§ **STATED PROBLEM**
Which lines in the entries below contain the word "trunk", with case counting? Pick out each of those lines and copy it.

-- start --

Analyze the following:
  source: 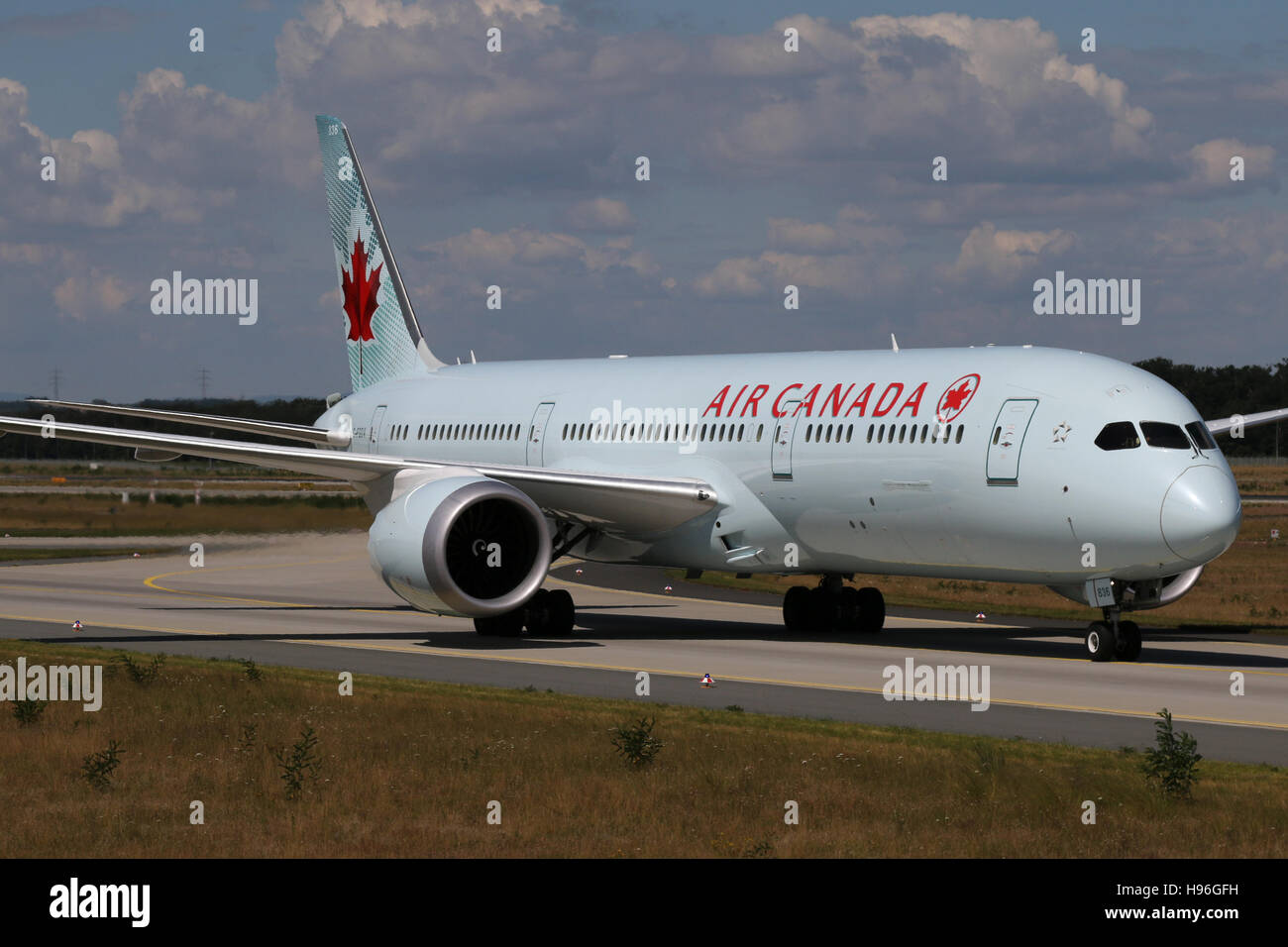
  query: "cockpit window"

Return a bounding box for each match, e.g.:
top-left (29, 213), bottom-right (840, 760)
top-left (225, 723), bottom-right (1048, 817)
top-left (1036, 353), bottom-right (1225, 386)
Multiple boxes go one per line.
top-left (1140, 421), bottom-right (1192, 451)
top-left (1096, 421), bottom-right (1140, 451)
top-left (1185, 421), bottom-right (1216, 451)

-- end --
-- start --

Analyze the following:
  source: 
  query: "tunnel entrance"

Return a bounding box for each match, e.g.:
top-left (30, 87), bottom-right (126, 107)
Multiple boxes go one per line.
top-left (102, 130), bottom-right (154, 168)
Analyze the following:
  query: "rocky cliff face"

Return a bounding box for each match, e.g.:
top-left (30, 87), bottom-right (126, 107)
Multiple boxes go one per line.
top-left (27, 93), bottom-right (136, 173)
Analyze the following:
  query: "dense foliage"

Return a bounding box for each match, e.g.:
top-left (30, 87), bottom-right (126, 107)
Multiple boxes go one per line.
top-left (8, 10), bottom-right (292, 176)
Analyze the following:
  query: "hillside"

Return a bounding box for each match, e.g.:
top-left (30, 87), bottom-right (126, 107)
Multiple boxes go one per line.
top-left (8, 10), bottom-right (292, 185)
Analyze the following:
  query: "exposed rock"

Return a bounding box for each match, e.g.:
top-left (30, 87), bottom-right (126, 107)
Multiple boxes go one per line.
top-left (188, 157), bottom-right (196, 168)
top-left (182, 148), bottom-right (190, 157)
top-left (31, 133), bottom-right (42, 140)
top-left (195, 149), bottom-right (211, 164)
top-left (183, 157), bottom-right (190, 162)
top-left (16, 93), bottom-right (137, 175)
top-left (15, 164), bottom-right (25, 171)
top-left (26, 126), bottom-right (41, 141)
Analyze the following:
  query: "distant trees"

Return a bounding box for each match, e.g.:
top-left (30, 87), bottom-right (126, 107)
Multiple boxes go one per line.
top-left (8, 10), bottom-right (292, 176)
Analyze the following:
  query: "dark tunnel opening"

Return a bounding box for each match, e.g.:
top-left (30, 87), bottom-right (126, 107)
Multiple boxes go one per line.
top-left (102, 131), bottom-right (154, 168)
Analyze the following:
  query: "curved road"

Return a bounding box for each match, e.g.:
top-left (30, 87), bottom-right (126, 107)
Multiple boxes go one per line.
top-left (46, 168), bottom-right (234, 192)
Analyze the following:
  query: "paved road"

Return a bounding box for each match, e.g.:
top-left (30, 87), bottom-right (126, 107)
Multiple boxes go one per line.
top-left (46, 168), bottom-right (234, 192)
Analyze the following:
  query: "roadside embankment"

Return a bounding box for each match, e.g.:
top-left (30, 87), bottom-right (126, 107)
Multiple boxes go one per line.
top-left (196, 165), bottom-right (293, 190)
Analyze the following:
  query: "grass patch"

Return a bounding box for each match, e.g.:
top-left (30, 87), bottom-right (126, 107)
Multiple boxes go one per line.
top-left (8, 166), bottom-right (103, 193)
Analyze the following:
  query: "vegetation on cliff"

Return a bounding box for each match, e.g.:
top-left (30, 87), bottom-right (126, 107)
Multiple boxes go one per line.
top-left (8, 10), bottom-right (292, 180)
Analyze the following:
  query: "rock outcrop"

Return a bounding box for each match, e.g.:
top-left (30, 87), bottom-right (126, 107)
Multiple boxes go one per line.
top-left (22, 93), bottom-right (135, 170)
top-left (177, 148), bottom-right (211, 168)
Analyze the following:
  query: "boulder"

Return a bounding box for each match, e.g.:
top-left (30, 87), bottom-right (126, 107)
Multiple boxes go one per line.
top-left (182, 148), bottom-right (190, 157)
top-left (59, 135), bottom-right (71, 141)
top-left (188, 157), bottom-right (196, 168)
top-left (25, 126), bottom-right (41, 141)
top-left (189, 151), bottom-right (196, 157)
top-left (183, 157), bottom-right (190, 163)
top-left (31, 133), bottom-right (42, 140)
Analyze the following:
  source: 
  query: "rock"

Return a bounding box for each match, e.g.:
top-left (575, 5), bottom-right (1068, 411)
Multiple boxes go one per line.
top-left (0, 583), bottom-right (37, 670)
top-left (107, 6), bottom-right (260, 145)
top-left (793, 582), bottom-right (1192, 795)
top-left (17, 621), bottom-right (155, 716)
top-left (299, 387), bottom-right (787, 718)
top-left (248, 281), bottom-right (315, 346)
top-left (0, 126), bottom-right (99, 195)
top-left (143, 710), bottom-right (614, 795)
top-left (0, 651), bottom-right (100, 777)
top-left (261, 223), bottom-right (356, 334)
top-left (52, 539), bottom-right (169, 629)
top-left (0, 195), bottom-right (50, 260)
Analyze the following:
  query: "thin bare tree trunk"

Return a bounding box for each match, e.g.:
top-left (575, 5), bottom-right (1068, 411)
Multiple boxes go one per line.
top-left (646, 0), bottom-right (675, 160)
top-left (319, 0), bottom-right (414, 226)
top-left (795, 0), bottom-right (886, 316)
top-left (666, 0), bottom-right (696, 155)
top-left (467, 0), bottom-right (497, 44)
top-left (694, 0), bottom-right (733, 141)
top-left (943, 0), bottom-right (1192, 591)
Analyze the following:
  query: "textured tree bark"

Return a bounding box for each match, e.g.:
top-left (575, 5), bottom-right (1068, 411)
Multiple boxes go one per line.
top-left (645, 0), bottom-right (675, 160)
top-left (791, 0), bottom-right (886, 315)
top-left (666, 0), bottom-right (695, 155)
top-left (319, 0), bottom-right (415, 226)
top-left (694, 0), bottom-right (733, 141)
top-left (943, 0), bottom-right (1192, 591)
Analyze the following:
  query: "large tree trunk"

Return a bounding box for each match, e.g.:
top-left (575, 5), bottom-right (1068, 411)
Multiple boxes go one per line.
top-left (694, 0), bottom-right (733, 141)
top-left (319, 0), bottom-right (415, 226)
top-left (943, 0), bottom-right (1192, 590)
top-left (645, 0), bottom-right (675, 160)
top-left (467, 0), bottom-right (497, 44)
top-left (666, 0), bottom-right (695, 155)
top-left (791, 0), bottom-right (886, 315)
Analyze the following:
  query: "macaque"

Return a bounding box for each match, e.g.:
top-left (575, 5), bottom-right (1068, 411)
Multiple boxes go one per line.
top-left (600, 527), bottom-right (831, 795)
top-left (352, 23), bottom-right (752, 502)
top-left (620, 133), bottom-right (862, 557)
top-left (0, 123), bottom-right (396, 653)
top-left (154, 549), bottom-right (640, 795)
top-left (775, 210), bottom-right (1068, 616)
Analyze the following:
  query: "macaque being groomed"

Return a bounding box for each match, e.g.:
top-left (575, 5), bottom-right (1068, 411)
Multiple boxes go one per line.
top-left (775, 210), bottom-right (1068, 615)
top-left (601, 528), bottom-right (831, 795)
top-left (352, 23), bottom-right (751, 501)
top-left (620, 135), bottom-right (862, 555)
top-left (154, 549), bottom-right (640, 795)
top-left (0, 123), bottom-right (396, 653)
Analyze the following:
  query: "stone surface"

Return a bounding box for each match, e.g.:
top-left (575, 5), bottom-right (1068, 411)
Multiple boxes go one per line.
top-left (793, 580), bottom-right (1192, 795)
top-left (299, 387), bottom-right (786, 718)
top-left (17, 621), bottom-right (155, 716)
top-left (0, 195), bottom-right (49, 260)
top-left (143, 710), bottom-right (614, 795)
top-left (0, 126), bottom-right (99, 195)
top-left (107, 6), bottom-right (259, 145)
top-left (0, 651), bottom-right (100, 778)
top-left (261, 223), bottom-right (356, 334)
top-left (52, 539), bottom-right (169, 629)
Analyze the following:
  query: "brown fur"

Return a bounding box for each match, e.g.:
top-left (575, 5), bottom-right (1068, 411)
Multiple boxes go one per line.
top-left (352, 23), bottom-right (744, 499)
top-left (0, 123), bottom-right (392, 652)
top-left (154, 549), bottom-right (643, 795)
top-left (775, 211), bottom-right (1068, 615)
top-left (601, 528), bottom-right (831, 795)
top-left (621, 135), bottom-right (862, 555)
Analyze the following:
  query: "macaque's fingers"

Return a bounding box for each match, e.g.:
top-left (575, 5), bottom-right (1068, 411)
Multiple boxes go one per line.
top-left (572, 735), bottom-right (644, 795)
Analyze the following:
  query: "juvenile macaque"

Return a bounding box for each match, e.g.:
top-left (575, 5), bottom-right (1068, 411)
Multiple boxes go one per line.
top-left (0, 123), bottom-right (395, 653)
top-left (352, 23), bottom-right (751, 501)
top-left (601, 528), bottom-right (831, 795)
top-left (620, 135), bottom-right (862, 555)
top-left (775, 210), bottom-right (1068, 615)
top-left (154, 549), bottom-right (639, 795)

-- end --
-- start --

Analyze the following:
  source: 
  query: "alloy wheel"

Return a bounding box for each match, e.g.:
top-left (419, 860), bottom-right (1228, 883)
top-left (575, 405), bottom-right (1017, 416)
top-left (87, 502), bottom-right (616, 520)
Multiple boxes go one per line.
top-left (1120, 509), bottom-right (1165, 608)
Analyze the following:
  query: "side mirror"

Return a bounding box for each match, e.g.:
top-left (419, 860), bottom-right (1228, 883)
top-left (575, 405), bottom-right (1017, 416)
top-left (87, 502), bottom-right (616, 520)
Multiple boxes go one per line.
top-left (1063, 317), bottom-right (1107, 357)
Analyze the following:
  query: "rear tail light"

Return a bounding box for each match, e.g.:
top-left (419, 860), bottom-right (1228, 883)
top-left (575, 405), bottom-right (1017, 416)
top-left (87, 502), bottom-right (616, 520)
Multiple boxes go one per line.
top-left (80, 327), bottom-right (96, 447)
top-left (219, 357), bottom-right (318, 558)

-- end --

§ **RESULT FOR THIS EXERCISE**
  query: "thin bare tree trunk"
  query: "large tree trunk"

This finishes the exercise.